[Text block]
****************************************

The Hill
by: Stephanie Chen

The nomination of Thomas E. Wheeler, longtime president and CEO of the Cellular Telecom and Internet Association, to head the Federal Communications Commission has produced predictable bursts of praise and criticism. Both sides make some valid points, but the simple truth is that we don’t know where Wheeler stands on some of the most critical issues the FCC will face in the coming years — issues that will have a huge impact on consumers.

We live in an era in which telecommunications technology, and particularly broadband, has become a necessity, as important to economic survival as food and water are to bodily survival. Before confirming Wheeler’s nomination, the Senate should insist on clear, specific answers to the following questions:
Competition: In many communities, particularly in rural areas or lower income neighborhoods, there are fewer carriers offering service than in higher income, urban or suburban areas. At the same time, modern “basic” technologies like wireless and broadband are lightly regulated, as compared to the old copper phone network. What role should the FCC play in improving competition in currently underserved areas, so that we can get closer to universal service?

Availability: In many areas of the country, especially in rural areas or tribal lands, you still can’t get broadband service even if you want it and could afford it — the network simply isn’t built there. This leaves millions of Americans with significantly diminished ability to grow and thrive. How can the FCC achieve universal broadband deployment?

****************************************

[Region labeling records]
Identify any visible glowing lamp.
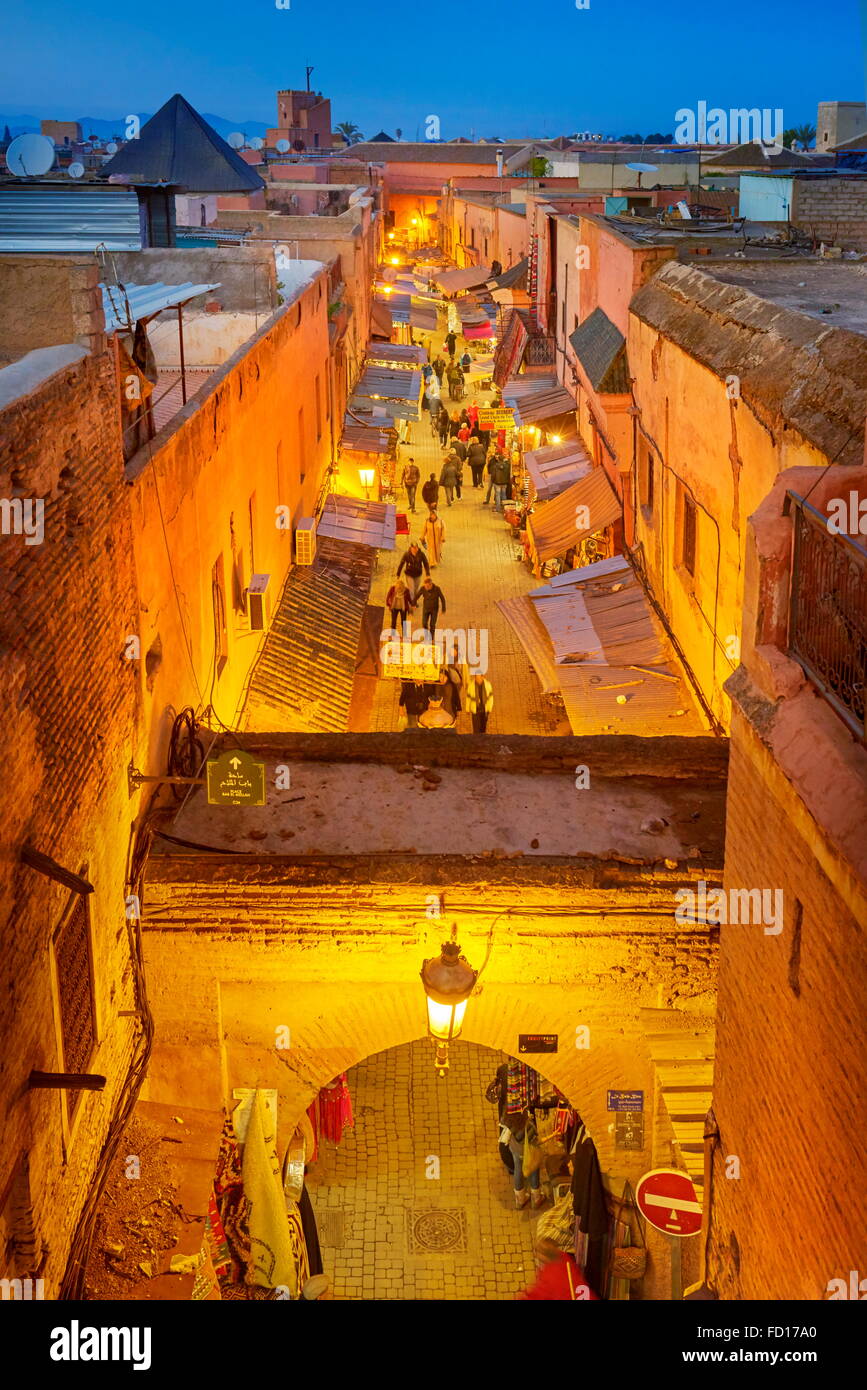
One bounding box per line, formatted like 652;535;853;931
421;923;478;1074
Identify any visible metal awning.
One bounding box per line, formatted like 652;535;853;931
527;467;622;563
100;281;220;334
364;343;428;368
497;555;707;737
503;371;577;425
434;265;490;295
524;439;593;502
317;492;397;550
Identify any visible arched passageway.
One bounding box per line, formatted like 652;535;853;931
307;1038;550;1301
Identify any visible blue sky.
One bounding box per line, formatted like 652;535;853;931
0;0;867;139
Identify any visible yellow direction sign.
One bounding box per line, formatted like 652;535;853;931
206;748;265;806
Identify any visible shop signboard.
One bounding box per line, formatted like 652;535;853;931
635;1168;702;1236
479;406;514;430
518;1033;560;1056
609;1091;645;1111
206;748;265;806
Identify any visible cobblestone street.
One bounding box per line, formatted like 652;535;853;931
368;314;570;734
307;1038;550;1301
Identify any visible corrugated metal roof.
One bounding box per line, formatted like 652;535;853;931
103;92;265;193
245;537;377;734
527;468;621;560
0;182;142;252
570;309;629;395
100;281;220;334
524;439;593;502
317;492;397;550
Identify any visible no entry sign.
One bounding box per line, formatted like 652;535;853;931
635;1168;702;1236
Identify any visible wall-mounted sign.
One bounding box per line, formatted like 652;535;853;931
614;1111;645;1148
518;1033;559;1056
609;1091;645;1111
206;748;265;806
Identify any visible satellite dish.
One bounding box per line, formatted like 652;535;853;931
6;135;54;178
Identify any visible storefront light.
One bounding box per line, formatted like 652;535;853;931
421;923;478;1074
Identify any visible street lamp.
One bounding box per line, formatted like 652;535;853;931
421;923;478;1076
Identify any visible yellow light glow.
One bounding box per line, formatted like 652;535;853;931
428;998;467;1043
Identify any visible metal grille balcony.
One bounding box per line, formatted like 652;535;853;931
789;492;867;742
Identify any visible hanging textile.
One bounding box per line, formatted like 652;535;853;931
506;1061;542;1115
242;1091;303;1298
320;1072;356;1144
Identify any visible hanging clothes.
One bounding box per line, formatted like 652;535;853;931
320;1072;356;1144
506;1061;542;1113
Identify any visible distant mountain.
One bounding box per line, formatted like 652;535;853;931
0;111;268;140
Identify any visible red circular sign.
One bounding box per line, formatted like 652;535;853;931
635;1168;702;1236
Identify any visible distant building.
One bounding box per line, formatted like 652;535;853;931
816;101;867;153
39;121;81;149
265;92;333;150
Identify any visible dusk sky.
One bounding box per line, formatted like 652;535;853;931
0;0;864;139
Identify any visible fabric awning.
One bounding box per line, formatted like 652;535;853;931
497;555;707;737
435;265;490;295
527;468;621;563
317;492;397;550
524;439;593;502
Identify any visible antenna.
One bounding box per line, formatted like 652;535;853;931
6;133;54;178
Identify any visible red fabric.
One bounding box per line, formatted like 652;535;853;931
518;1251;599;1302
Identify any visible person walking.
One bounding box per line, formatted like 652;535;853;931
467;439;485;488
400;459;421;512
421;512;446;569
421;473;439;512
397;681;428;728
385;578;415;635
467;671;493;734
397;541;431;600
439;453;460;506
421;570;446;641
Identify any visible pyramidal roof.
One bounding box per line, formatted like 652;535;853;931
101;92;265;193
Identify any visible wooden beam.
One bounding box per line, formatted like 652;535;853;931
21;845;93;894
28;1072;106;1091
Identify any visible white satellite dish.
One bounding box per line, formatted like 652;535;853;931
6;135;54;178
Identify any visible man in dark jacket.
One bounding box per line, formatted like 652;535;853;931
467;439;485;488
421;473;439;512
421;571;446;641
397;536;431;598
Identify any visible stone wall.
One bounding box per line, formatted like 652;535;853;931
0;344;138;1297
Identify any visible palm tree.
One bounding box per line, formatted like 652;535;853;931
335;121;364;145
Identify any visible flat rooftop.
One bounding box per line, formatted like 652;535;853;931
711;259;867;336
161;734;725;869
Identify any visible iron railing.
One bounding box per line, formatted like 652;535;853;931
788;492;867;742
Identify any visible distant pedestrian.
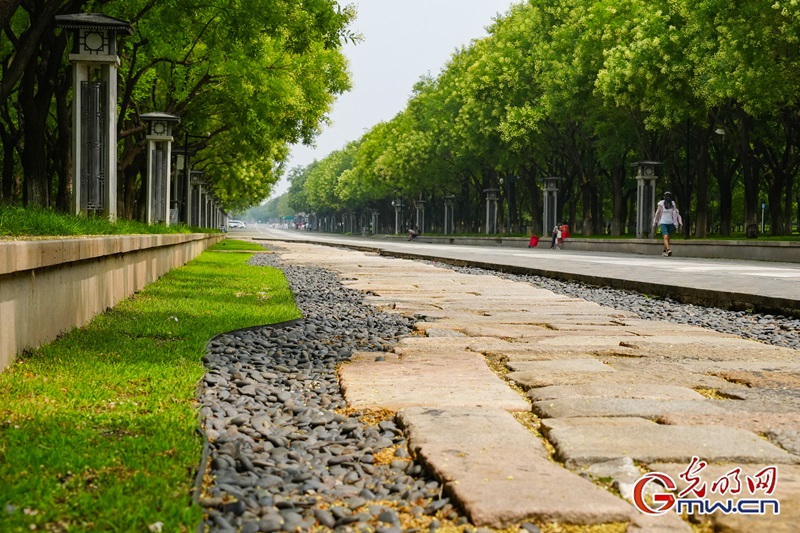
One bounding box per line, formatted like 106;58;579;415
653;191;683;257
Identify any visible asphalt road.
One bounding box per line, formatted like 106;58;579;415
229;227;800;316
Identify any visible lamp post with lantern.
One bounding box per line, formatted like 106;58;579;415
483;189;498;235
631;161;663;239
444;194;456;235
392;193;403;235
139;112;180;226
55;13;133;221
541;176;564;232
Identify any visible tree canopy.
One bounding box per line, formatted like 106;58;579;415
0;0;358;218
282;0;800;236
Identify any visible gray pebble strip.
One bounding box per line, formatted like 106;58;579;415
199;254;490;533
438;261;800;350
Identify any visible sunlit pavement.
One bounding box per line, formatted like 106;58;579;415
229;227;800;314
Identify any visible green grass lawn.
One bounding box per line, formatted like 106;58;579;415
0;240;300;532
0;205;219;238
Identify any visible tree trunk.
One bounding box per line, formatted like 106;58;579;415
56;70;73;213
739;112;759;230
19;58;50;207
686;128;712;239
0;0;22;28
767;169;786;236
610;164;626;237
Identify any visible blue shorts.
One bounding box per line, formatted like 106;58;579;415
658;224;675;235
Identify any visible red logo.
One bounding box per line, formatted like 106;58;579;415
633;472;677;515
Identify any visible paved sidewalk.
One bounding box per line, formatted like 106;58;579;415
250;230;800;316
272;242;800;532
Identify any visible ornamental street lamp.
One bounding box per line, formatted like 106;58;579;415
139;113;180;226
483;189;498;235
444;194;456;235
414;199;425;235
541;176;563;232
186;170;205;228
631;161;663;239
392;196;403;235
55;13;133;221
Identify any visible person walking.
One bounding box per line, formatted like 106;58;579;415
653;191;683;257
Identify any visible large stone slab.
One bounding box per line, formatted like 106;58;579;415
648;463;800;533
528;383;705;401
400;408;634;528
508;356;614;374
339;350;530;411
533;398;725;419
542;420;798;468
506;365;730;389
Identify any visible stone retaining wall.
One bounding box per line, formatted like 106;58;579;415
0;233;225;371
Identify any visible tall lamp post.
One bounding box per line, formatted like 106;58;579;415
631;161;663;239
500;175;519;234
444;194;456;235
542;176;563;232
55;13;133;221
181;131;211;225
139;113;180;226
392;192;403;235
483;189;498;235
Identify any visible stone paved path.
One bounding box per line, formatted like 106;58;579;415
272;243;800;532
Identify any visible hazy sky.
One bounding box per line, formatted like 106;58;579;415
273;0;519;196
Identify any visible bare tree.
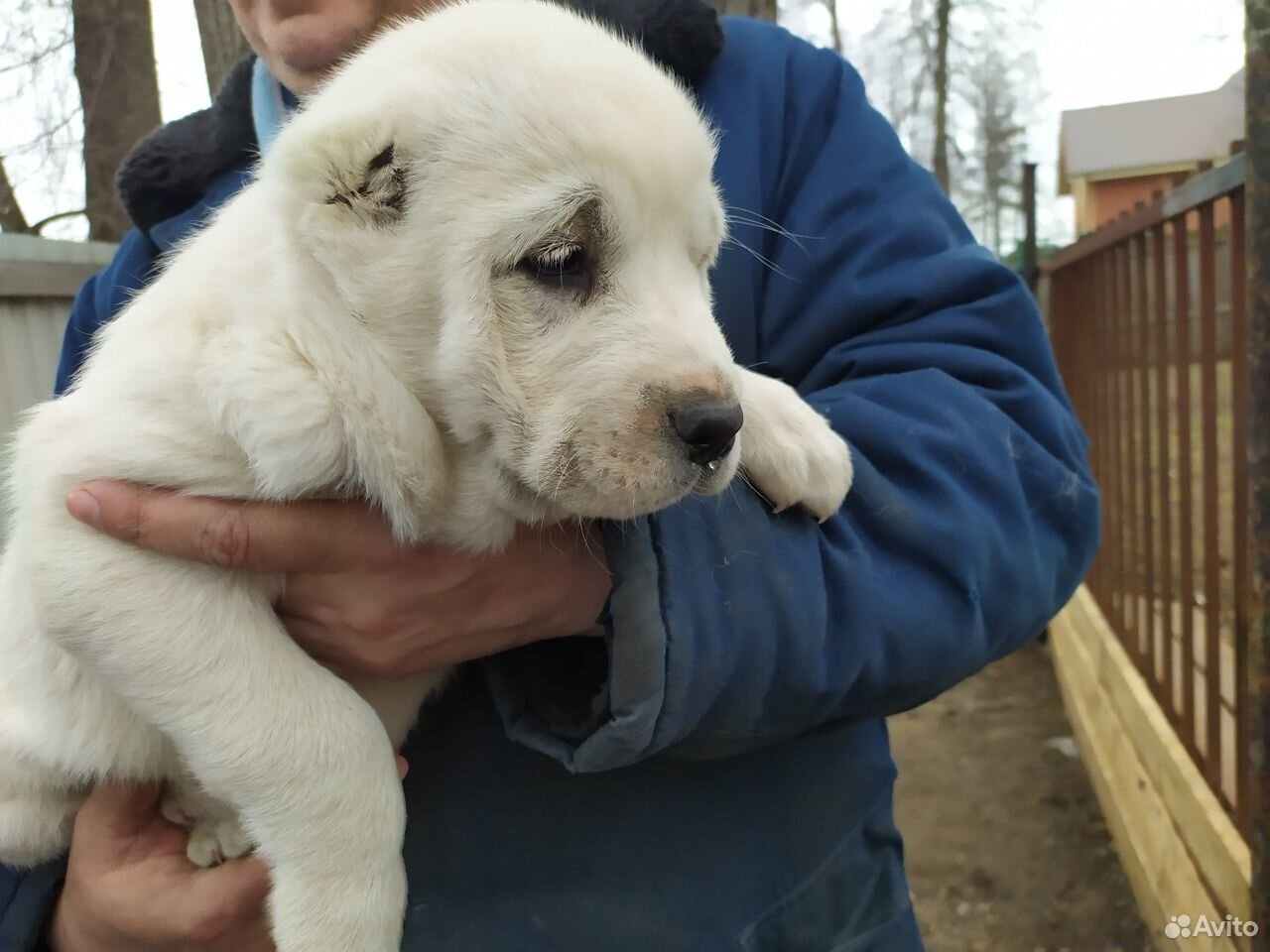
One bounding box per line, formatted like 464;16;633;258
860;0;1038;248
931;0;952;194
71;0;160;241
961;47;1026;254
194;0;251;98
0;159;31;232
0;0;81;234
710;0;776;23
825;0;842;56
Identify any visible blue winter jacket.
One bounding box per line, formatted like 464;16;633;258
0;9;1097;952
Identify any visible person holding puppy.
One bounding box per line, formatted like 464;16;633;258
0;0;1097;952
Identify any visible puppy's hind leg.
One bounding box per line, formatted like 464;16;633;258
45;550;405;952
0;772;83;869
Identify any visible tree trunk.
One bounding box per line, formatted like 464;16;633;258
825;0;842;56
194;0;251;99
71;0;160;241
931;0;952;194
710;0;776;23
0;159;31;232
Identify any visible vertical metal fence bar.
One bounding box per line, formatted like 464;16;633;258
1133;232;1163;685
1172;214;1199;761
1098;250;1138;661
1151;225;1178;727
1230;191;1252;835
1077;259;1111;618
1199;202;1221;796
1244;0;1270;934
1115;242;1148;676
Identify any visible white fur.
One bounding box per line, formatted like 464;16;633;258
0;0;851;952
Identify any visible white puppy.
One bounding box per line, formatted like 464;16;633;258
0;0;851;952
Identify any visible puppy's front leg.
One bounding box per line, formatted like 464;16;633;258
739;369;852;522
49;550;405;952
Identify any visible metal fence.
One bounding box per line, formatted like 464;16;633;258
0;235;114;448
1044;155;1252;833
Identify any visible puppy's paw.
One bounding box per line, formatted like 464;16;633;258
159;784;251;869
740;372;853;522
186;817;251;869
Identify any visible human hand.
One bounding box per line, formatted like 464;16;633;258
49;781;273;952
67;482;612;679
49;757;408;952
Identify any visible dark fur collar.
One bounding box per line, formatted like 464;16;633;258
117;0;722;231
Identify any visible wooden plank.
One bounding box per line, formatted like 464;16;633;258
1051;588;1251;951
1071;588;1252;917
0;259;101;298
1051;620;1211;952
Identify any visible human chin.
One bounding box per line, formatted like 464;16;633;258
260;4;372;82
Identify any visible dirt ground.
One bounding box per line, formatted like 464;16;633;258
890;645;1152;952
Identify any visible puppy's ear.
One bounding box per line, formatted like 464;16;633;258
260;109;410;228
325;142;408;227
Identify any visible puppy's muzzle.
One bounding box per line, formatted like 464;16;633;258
666;398;745;471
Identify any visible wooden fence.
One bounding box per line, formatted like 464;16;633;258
1044;155;1270;949
0;235;114;448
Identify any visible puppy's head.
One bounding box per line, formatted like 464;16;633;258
273;0;743;518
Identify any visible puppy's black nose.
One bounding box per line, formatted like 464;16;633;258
666;400;745;466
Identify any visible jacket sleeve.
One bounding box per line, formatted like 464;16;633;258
0;223;158;952
479;35;1098;771
0;861;66;952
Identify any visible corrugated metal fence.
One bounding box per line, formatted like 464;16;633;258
0;235;114;447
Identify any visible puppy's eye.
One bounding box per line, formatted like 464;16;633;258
516;245;590;295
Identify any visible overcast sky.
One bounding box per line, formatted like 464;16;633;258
0;0;1243;244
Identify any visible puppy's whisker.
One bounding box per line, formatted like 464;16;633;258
724;235;794;281
736;470;772;509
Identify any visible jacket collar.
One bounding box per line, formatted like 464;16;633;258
117;0;722;232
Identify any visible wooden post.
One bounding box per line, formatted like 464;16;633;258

****************************************

[Given request] Copy, without changes, everything in the op-ed on the FCC nomination from "We live in an" down to "to universal service?". The records were drawn from a separate source.

[Response below]
We live in an era in which telecommunications technology, and particularly broadband, has become a necessity, as important to economic survival as food and water are to bodily survival. Before confirming Wheeler’s nomination, the Senate should insist on clear, specific answers to the following questions:
Competition: In many communities, particularly in rural areas or lower income neighborhoods, there are fewer carriers offering service than in higher income, urban or suburban areas. At the same time, modern “basic” technologies like wireless and broadband are lightly regulated, as compared to the old copper phone network. What role should the FCC play in improving competition in currently underserved areas, so that we can get closer to universal service?